----- 抜粋 -----

Entry Keyboards: 音楽人口の裾野を広げるために

ポータサウンド「PS-1/PS-2/PS-3」のデビュー 音楽を屋外に持ち出す時代へ

  • エレクトーンD-1

エレクトーンD-1

ヤマハが第1号エレクトーン「D-1」を発売したのは1959年のこと。先行していた欧米メーカーに追いつけ、追い越せと開発されたオールトランジスタ化の電子オルガンは、「electronic」と「tone」の造語である「エレクトーン」と命名され、1970年ごろには一般家庭にまで広く普及していきました。

ちょうどそのころ、ヤマハの重役と技術者との間でこんな雑談が交わされていました。

「バイオリンやギターのように手軽に持ち運ぶことができて、いつでもどこでも弾きたいときに弾ける小型鍵盤楽器はできないだろうか」

さっそく取りかかったものの、当時の技術で出来上がったのは持ち歩きとはほど遠い、ずっしりと重い試作機。画期的に思われたアイデアは、やむなく頓挫することになりました。

それから8年後の1978年、技術者たちは再び持ち運べる小型鍵盤楽器の開発に挑むことになります。半導体技術の躍進によってエレクトーンはLSI(大規模集積回路)化され、小さなボディに多彩な機能を搭載することが可能になっていました。今なら成功できるに違いない──。開発にあたっては、「音楽人口の裾野を拡大させる」という明確な目標が掲げられました。

当時、一世を風靡していたのは1978年に発売され、エレクトーン史の中で最大のセールスレコードを記録した低価格帯のエレクトーン「ニューCシリーズ」。これには、ヤマハが開発したアナログとデジタルのハイブリッド方式のPASS(Pulse Analog Synthesis System)音源が搭載されていました。この技術を基本にオーディオベースコード、オートリズム、オーケストラなどの音源を集約した新型LSIの開発が進められました。

----- 課題用資料 -----

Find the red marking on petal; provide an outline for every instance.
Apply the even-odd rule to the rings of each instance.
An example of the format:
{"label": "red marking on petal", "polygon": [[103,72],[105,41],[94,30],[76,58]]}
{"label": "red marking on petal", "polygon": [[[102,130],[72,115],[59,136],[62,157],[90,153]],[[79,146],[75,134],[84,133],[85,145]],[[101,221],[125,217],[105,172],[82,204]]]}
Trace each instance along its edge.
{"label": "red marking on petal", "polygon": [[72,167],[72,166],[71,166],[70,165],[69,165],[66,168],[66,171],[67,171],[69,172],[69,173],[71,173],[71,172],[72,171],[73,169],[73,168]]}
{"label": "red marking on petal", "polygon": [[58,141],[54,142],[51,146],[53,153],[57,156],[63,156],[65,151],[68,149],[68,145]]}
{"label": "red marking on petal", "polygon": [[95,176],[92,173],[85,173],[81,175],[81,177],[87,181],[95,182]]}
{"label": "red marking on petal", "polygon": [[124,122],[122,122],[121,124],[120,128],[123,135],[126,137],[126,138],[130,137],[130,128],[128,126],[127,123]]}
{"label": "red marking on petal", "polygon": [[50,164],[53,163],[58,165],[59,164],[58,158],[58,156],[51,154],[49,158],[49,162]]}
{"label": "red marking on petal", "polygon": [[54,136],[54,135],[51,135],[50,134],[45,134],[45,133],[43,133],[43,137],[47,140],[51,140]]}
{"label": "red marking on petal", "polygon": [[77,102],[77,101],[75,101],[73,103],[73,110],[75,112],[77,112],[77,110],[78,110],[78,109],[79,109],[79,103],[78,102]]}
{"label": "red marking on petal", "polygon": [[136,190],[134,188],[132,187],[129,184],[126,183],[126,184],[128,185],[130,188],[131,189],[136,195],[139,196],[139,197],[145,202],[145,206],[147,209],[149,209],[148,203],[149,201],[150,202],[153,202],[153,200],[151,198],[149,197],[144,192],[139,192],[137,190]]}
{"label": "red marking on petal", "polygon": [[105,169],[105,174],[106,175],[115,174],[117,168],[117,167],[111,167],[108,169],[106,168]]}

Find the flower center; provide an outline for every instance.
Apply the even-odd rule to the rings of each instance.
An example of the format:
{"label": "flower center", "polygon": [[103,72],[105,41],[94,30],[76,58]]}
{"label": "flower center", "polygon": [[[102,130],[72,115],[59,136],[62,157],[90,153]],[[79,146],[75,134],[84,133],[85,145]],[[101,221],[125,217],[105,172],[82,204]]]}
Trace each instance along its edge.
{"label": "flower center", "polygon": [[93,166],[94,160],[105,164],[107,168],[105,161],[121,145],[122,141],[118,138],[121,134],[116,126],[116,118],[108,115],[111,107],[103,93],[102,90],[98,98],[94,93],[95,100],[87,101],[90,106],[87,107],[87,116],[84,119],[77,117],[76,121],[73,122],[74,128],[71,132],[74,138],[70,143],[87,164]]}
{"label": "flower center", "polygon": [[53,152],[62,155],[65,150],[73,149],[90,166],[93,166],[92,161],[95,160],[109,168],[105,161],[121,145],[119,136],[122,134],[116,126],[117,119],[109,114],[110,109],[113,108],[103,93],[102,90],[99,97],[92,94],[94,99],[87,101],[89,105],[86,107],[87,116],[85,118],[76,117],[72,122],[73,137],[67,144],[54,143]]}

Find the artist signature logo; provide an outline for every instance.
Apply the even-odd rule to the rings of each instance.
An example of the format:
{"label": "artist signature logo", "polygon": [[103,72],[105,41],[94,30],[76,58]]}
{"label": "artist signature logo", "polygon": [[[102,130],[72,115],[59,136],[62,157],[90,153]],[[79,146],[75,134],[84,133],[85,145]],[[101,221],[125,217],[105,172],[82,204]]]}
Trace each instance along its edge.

-----

• [取り組む問題]:
[1] 抜粋によれば、1978年に技術者たちが持ち運べる小型鍵盤楽器に再挑戦すれば今なら成功できると考えたのはなぜか。1〜3文で説明せよ。
[2] エントリのうち、"every"という語を含む行がいくつあるかを答えよ。

• [完全な解答]:
[1] 半導体技術の躍進によってエレクトーンがLSI（大規模集積回路）化され、小さなボディに多彩な機能を搭載できるようになっていたからである。

[2] 3